Records contained in a dataset:
--
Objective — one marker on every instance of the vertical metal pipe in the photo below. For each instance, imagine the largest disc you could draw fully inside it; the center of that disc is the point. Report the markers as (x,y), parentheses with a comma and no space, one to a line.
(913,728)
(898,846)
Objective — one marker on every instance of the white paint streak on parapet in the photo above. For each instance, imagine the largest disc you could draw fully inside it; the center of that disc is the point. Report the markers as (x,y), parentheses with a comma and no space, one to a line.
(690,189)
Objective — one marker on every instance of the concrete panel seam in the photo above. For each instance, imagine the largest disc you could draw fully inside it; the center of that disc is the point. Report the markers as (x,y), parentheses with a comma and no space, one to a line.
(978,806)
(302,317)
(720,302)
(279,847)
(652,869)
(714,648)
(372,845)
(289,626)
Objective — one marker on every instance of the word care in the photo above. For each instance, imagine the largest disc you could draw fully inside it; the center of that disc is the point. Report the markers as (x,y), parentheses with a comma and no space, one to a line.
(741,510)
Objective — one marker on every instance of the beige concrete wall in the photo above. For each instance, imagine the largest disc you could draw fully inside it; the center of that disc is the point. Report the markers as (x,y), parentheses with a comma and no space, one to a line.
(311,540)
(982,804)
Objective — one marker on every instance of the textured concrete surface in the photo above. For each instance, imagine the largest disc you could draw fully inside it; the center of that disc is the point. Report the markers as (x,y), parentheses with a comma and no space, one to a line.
--
Work to be completed
Every entry should be given again exactly as written.

Written answer
Objective — one marker on every instance of the vertical metal pipe in the photo below. For each instance, imagine the largest disc you could draw fully inside it; the center of that disc is the point. Report the markers as (x,y), parentheses with a comma and no space, one to a line.
(913,728)
(898,846)
Objective — one marker on every instance of the white paint streak on parapet in the photo above. For each instance, imagine the largest disc you could draw fully inside it; the center of that disc is the point. Report the markers as (x,y), parentheses with a comma and no space, one to a line.
(690,189)
Objective — one marker on every instance of the concrete panel seam in the photo above. For each instance, imagine the largest disc you could draw fully inside it; the center of that disc is the point. Report the markers as (x,y), parentheses with a comma and no space, one to a line.
(978,806)
(302,317)
(720,302)
(279,847)
(652,869)
(714,648)
(372,845)
(289,626)
Objective — one marker on every instance of the word care in the photo above. For each instance, imagine the largest disc you could draw fully inside it; the center of that disc is the point. Report the markers as (x,y), parentheses with a comma and no space, one to a line.
(741,510)
Objective — one marker on every instance of the beige concrete wall in the photo above. For each instance, imagine the largest disc you could draw fully inside it; the center of that disc is the point. Report the markers as (x,y), parentheses with a comma and no space, one to a line.
(311,540)
(982,804)
Objective — one marker on every instance of the textured concrete surface in the photo above. For each instance, imagine the largest disc you could draw fully inside it; the center of that disc is the point. Report the markers as (x,y), parentheses with a comma and no space, one to a line.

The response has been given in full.